# Directions for this task:
Quote every one of the following rows word for word, changing nothing.

# Exercise material:
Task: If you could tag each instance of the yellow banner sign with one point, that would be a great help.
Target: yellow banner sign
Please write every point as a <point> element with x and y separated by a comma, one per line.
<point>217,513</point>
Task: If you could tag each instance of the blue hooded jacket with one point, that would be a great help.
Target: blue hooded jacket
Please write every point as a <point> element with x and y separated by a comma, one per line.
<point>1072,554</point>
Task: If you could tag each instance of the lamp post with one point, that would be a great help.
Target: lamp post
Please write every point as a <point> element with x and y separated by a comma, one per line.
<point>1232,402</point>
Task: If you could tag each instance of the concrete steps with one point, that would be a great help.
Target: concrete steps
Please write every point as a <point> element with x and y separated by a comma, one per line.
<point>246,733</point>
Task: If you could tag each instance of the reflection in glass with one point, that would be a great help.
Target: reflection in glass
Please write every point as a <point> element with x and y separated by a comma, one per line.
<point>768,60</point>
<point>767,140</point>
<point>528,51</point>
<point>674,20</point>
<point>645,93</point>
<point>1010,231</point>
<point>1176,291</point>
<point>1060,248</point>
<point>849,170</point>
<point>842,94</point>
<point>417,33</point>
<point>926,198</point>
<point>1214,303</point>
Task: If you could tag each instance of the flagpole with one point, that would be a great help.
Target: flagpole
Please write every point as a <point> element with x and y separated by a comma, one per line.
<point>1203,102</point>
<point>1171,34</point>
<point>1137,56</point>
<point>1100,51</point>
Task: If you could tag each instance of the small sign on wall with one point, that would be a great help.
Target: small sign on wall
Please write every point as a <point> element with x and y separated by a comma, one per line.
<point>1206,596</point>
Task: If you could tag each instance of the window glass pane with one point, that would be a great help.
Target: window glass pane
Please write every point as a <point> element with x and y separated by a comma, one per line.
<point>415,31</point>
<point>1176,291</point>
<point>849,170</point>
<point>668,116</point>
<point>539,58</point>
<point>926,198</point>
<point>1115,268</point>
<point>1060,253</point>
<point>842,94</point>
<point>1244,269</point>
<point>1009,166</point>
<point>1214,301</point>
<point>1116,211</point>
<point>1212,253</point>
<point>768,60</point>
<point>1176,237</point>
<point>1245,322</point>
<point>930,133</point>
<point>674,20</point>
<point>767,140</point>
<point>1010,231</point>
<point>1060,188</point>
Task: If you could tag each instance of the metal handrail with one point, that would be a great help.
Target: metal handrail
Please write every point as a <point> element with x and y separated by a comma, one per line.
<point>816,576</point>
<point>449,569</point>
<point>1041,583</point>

# Response:
Task: If you could tag each instance of the yellow banner sign with one point, that would be a great help.
Target: yellow banner sign
Please write every point as a <point> element with x and y separated by a comma, one per line.
<point>217,513</point>
Task: If you could tag each instance of the blue hooded jacket with one point, that would be a great help.
Target: blue hooded jacket
Please write every point as a <point> element with x and y separated by a comma, one per line.
<point>1072,554</point>
Task: If you could tag each instance of the lamp post with one point, that would be a great help.
Target: lamp post
Please write every point as a <point> element with x and y separated by a comma, one per line.
<point>1232,402</point>
Task: If you could tag each instance of the concrete steps with one point, that would be a great help.
Target: concrete steps
Please write every point as a <point> element with x and y separated by a comma, one per line.
<point>246,733</point>
Task: If you could tag each instance of the reflection in glass with one point, that would be a great help.
Target: reflection in glass
Please write every point as a <point> element with x and y separated by a comma, one per line.
<point>768,60</point>
<point>767,140</point>
<point>528,51</point>
<point>674,20</point>
<point>645,93</point>
<point>1010,231</point>
<point>1176,291</point>
<point>1060,248</point>
<point>849,170</point>
<point>842,94</point>
<point>417,33</point>
<point>926,198</point>
<point>1214,303</point>
Task: If you could tag each instance of the flagpole with one point, that would be a great help.
Target: flagpole
Please write every point as a <point> element with x and y separated by a comma, one per line.
<point>1203,102</point>
<point>1171,34</point>
<point>1137,56</point>
<point>1100,51</point>
Task: If you could tag each instance of the small sign on wall with one point, that would be a great help.
Target: small sign on wall
Please write every point as a <point> element with x and y separated by a comma, one per line.
<point>1206,596</point>
Task: If you could tag each instance of the window glass pane with one point, that would be a great help.
Target: window glass pane
Please write every point as a <point> element with x and y separated by a comma, one per line.
<point>415,31</point>
<point>1176,291</point>
<point>849,170</point>
<point>668,116</point>
<point>539,58</point>
<point>926,198</point>
<point>1115,268</point>
<point>1060,253</point>
<point>842,94</point>
<point>1244,269</point>
<point>1009,166</point>
<point>1214,301</point>
<point>1116,211</point>
<point>1212,253</point>
<point>768,60</point>
<point>1176,237</point>
<point>1245,322</point>
<point>930,133</point>
<point>674,20</point>
<point>767,140</point>
<point>1010,231</point>
<point>1060,188</point>
Task: If you could tag each instance of the metal handrail with one point, that would be a great help.
Target: metal handrail
Please write every point as a <point> element with x and y separated by a comma, one per line.
<point>816,576</point>
<point>449,569</point>
<point>1041,583</point>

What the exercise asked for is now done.